[Reading passage]:
Between you and me, I was almost ashamed of having fooled that man, but for pride's sake I was not going to say so. I wrote and told him it was a joke—and that is what I am now saying to my Springfield inquirer. And I told him to carefully read the whole paragraph and he would find not a vestige of sense in any detail of it. This also I recommend to my Springfield inquirer.

I have confessed. I am sorry—partially. I will not do so any more—for the present. Don't ask me any more questions; let the oesophagus have a rest—on his same old motionless wing.

He wrote Twichell that the story had been a six-day 'tour de force', twenty-five thousand words, and he adds:

How long it takes a literary seed to sprout sometimes! This seed was planted in your house many years ago when you sent me to bed with a book not heard of by me until then—Sherlock Holmes . . . . I've done a grist of writing here this summer, but not for publication soon, if ever. I did write two satisfactory articles for early print, but I've burned one of them & have buried the other in my large box of posthumous stuff. I've got stacks of literary remains piled up there.

Early in August Clemens went with H. H. Rogers in his yacht Kanawha on a cruise to New Brunswick and Nova Scotia. Rogers had made up a party, including ex-Speaker Reed, Dr. Rice, and Col. A. G. Paine. Young Harry Rogers also made one of the party. Clemens kept a log of the cruise, certain entries of which convey something of its spirit. On the 11th, at Yarmouth, he wrote:

Fog-bound. The garrison went ashore. Officers visited the yacht in the evening & said an anvil had been missed. Mr. Rogers paid for the anvil.

    August 13th. There is a fine picture-gallery here; the sheriff
    photographed the garrison, with the exception of Harry (Rogers) and
    Mr. Clemens.

[About this exercise]: List every person the excerpt names as going on the August cruise aboard the yacht Kanawha.

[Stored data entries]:
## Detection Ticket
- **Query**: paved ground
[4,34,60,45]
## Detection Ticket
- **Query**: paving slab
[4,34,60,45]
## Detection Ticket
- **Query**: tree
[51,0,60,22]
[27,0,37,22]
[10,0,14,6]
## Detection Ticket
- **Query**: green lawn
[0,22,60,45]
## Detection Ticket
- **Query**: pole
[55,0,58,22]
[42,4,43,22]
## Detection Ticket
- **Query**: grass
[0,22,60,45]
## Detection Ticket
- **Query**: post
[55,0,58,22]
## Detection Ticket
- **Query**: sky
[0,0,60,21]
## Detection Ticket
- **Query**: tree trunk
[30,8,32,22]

[Answer to the problem]:
- Clemens
- H. H. Rogers
- ex-Speaker Reed
- Dr. Rice
- Col. A. G. Paine
- Harry Rogers